Stated task
Output the lines that follow exactly as they are.

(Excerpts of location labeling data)
::::

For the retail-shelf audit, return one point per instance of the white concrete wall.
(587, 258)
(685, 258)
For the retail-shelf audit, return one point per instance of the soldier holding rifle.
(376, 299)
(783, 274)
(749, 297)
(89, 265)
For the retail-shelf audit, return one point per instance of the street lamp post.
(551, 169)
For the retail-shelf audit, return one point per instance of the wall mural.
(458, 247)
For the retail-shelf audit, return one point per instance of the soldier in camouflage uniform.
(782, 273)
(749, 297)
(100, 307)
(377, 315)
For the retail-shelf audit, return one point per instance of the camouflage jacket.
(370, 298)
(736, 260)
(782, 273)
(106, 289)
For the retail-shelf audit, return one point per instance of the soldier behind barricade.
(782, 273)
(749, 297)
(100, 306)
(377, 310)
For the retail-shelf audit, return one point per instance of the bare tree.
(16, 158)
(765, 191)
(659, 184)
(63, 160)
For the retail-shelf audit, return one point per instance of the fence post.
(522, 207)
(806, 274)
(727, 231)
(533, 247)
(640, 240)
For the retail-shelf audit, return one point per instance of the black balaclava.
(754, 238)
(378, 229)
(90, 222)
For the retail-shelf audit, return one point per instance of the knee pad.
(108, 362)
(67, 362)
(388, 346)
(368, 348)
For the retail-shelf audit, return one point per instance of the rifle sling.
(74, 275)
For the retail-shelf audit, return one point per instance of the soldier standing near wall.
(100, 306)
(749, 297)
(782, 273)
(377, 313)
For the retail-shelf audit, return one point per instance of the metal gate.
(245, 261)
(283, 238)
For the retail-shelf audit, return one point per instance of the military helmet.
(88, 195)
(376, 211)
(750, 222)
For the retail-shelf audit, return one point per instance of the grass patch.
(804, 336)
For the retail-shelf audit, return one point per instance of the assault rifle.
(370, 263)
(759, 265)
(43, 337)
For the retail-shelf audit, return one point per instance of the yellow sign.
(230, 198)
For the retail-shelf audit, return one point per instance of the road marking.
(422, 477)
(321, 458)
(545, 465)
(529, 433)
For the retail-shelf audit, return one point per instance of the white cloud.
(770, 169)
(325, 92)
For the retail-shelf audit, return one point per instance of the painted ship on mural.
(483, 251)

::::

Answer to the exercise
For the retail-shelf audit, return one point per instance of the white concrete wall.
(587, 258)
(685, 258)
For the retail-shelf audit, return one point per instance of the soldier holding rifle.
(376, 299)
(783, 274)
(749, 297)
(89, 265)
For the retail-shelf audit, return one point per instance of the street lamp post.
(551, 169)
For the retail-shelf audit, return one point per instance of the wall mural.
(458, 247)
For the retail-shelf audit, return one point per instance of the soldier in camouflage uniform.
(782, 273)
(749, 297)
(100, 307)
(377, 315)
For the retail-shelf audit, return one point per instance of the camouflage jacket.
(370, 298)
(736, 260)
(782, 273)
(106, 289)
For the retail-shelf audit, return one point per instance of the soldier behind barricade.
(782, 273)
(749, 297)
(100, 306)
(377, 310)
For the retail-shelf audit, return one point per instance of the bare tree.
(16, 158)
(765, 191)
(659, 184)
(63, 160)
For the retail-shelf audit, return one point per instance of the fence post.
(522, 207)
(806, 274)
(727, 231)
(533, 247)
(640, 240)
For the retail-shelf audit, return one point per instance of the black balaclava.
(754, 238)
(378, 229)
(90, 222)
For the retail-shelf audit, return one point per instance of the knee pad.
(108, 362)
(67, 362)
(388, 346)
(368, 348)
For the retail-shelf audit, return one point per instance of the rifle sling.
(74, 275)
For the retail-shelf audit, return one point per instance of the soldier standing near wall.
(100, 306)
(749, 297)
(782, 273)
(377, 313)
For the retail-shelf audit, return one point per instance of the metal gate.
(245, 261)
(283, 238)
For the retail-shelf audit, return one point per instance of the military helmet.
(88, 195)
(376, 211)
(750, 222)
For the retail-shelf audit, return one point per instance of the grass patch.
(804, 336)
For the retail-shelf audit, return one point per instance of the assault rifle.
(370, 263)
(759, 265)
(43, 337)
For the retail-shelf audit, return one point per instance of the yellow sign.
(230, 198)
For the retail-shelf audit, return one point per instance of the road marking.
(422, 477)
(321, 458)
(545, 465)
(529, 433)
For the retail-shelf audit, return one point per instance of the white cloud.
(770, 169)
(325, 92)
For the retail-shelf audit, return one point per instance of the painted ship on mural.
(483, 251)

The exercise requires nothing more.